:: Texte proposé ::
Giacometti au Musée de Grenoble constitue un événement en soi. Accessible et pointue, l'exposition convainc à la fois par la grandeur des œuvres présentées et le parcours autour d'elles, invitation à une déambulation magique à travers l'esprit d'un génie. What else ? Laetitia Giry
Il y a de cela soixante-deux ans, Jean Leymarie, alors directeur du Musée de Grenoble, s'enthousiasma pour l'artiste italien Alberto Giacometti. Ses recherches plastiques extraordinaires lui semblèrent réunies dans une œuvre : La Cage. Bien décidé à l'intégrer aux collections du musée, il parvint à faire céder la municipalité et conclut l'achat en 1952. Bien au chaud dans les collections depuis, La Cage est aujourd'hui le fil rouge, prétexte et argument de l'exposition Espace, tête, figure.
Restaurée à l'occasion par la Fondation Alberto et Annette Giacometti (qui prête la plupart des pièces montrées), cette Cage concentre en effet nombre des préoccupations de l'artiste. « Enfermer sa sculpture dans une cage fut un procédé récurrent chez Giacometti, il exprime si naturellement l'obsession sans issue, l'inquiétude sur l'avenir. [...] Proximité, promiscuité même, intenables, et pourtant séparation, infinie, sont signifiées simultanément, dialectiquement, dans l'espace brisé, abstrait, génialement ambigu de ce lieu clos. » Dans sa monographie, le poète Yves Bonnefoy cerne bien l'enjeu principal : « l'espace brisé ». Car Giacometti considère que « toute sculpture qui part de l'espace comme existant est fausse, il n'y a que l'illusion de l'espace. » En construisant une cage, il délimite un espace imaginaire, propice à la création et au rayonnement d'une sculpture « vraie ».

:: Lignes de données ::
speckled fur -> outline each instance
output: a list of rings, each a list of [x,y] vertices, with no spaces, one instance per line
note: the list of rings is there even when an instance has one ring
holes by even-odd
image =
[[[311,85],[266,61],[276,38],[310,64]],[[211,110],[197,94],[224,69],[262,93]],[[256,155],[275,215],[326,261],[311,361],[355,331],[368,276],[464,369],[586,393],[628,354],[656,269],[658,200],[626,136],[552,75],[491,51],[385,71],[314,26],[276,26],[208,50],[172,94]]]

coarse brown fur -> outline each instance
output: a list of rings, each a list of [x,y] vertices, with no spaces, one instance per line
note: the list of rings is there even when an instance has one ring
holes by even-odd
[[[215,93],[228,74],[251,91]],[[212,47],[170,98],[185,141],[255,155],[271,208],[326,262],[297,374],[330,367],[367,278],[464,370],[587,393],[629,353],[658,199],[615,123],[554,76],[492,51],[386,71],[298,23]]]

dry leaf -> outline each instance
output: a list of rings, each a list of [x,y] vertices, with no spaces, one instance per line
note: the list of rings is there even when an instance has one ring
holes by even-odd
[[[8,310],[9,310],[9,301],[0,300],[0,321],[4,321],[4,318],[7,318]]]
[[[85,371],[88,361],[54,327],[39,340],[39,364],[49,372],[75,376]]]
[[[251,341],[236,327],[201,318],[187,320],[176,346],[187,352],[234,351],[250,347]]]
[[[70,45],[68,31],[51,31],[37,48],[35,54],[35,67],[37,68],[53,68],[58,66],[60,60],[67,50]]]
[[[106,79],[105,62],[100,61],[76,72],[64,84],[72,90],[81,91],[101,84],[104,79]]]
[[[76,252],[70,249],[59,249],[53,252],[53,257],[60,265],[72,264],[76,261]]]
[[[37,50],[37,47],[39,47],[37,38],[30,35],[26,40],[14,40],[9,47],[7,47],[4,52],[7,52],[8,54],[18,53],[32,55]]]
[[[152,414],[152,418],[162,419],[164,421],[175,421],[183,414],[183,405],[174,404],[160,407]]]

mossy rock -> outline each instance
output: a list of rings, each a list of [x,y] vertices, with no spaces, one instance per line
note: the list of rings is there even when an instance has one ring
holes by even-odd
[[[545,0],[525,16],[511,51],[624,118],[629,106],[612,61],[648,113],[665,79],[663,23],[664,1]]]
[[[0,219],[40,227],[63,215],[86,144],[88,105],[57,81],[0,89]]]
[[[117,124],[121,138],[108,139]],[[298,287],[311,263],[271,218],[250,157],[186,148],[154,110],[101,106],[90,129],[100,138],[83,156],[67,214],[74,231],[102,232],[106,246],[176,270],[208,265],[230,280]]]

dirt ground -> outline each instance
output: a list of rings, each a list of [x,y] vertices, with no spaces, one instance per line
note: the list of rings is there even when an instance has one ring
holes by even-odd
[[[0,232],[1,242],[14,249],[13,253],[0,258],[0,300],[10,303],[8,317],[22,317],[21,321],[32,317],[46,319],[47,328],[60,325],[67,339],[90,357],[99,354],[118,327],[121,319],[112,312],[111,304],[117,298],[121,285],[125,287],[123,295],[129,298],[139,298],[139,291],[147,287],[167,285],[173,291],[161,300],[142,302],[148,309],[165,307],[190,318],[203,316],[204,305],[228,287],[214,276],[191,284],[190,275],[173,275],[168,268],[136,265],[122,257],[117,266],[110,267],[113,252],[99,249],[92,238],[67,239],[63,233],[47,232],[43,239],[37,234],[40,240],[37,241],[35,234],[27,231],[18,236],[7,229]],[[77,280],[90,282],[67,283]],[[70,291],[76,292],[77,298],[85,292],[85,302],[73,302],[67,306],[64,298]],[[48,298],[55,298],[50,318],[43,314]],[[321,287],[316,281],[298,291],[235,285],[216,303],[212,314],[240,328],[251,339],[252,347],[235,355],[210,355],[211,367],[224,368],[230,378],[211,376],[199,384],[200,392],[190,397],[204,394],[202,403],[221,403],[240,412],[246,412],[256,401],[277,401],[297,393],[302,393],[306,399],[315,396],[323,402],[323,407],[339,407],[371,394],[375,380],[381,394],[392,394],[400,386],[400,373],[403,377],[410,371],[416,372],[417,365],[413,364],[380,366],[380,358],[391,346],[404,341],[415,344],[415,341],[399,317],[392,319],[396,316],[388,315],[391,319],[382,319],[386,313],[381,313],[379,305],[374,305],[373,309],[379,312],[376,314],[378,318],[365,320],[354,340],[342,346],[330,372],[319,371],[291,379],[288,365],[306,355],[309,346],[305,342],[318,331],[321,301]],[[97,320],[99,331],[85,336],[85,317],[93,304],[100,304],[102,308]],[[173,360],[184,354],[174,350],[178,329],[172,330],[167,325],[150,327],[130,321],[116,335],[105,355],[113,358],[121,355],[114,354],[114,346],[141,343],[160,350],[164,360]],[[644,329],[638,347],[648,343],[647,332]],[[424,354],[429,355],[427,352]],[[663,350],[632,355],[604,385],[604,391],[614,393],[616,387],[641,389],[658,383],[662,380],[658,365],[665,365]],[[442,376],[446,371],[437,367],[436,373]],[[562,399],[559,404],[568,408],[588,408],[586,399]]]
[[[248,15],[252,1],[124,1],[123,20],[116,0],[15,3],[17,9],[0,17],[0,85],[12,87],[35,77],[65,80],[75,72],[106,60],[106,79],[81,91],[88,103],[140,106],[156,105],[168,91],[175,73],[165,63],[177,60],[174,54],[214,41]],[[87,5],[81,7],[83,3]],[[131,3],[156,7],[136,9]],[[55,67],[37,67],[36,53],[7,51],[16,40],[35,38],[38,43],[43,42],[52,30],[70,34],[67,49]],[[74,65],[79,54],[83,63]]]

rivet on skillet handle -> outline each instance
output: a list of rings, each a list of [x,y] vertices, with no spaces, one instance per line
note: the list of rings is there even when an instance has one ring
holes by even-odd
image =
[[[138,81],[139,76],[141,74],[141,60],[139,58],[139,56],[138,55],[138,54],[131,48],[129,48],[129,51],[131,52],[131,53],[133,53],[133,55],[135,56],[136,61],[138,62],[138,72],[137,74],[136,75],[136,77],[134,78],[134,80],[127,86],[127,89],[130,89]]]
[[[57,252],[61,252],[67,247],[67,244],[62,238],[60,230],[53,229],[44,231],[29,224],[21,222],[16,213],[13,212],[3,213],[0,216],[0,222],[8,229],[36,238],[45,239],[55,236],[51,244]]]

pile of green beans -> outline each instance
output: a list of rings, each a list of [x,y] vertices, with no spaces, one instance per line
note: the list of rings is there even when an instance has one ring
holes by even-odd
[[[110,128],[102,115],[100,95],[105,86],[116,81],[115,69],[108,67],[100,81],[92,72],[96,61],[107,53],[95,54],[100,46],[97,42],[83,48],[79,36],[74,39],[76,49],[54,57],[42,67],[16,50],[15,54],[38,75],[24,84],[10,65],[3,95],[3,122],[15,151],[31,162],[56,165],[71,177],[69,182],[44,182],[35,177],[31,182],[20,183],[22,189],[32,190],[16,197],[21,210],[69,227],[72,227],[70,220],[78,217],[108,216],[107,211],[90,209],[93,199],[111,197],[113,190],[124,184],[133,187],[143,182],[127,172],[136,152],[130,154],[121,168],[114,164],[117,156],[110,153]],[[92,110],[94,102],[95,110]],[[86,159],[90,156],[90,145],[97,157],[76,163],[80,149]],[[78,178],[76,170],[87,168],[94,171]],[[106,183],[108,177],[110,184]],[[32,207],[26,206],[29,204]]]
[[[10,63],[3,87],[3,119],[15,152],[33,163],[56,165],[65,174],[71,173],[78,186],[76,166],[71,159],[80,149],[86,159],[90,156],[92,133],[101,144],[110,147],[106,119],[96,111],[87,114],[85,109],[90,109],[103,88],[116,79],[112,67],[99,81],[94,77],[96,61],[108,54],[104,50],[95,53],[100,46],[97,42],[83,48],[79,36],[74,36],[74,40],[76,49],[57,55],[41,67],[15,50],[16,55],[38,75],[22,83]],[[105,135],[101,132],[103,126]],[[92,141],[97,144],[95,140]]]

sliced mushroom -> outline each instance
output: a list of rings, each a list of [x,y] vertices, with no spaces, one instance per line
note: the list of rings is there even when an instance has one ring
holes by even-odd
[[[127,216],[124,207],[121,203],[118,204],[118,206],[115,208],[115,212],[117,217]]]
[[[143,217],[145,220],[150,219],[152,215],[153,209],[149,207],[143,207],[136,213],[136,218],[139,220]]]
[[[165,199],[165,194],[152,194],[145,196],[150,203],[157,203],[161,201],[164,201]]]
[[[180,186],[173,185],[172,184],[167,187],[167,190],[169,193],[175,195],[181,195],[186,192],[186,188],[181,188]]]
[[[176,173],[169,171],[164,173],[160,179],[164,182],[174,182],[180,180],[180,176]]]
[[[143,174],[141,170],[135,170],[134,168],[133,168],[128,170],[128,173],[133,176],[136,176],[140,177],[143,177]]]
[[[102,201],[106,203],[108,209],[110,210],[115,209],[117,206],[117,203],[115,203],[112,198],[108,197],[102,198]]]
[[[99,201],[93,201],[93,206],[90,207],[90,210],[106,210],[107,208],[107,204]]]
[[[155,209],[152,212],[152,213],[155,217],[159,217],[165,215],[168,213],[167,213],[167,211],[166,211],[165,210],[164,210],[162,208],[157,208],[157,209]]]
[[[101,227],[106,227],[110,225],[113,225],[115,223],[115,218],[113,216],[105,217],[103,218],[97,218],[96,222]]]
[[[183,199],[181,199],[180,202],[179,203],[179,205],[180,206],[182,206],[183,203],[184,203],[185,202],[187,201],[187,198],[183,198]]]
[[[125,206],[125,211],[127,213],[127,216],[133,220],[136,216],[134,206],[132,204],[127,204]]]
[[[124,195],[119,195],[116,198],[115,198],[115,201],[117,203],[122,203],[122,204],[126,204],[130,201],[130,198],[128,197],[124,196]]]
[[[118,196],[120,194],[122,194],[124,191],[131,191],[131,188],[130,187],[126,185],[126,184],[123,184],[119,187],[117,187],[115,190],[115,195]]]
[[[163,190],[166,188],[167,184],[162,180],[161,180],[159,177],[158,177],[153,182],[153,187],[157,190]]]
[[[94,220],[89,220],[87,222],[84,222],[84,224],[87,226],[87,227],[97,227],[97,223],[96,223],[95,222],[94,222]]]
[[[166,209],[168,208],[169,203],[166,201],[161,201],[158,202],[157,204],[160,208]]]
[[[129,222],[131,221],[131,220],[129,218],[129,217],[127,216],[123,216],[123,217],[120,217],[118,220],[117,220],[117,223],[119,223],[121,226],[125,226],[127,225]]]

:: Consigne ::
D'après le texte sur l'exposition Giacometti, en quelle année Jean Leymarie a-t-il conclu l'achat de La Cage ? Les lignes forment un matériau distinct du texte.

:: Réponse ::
En 1952.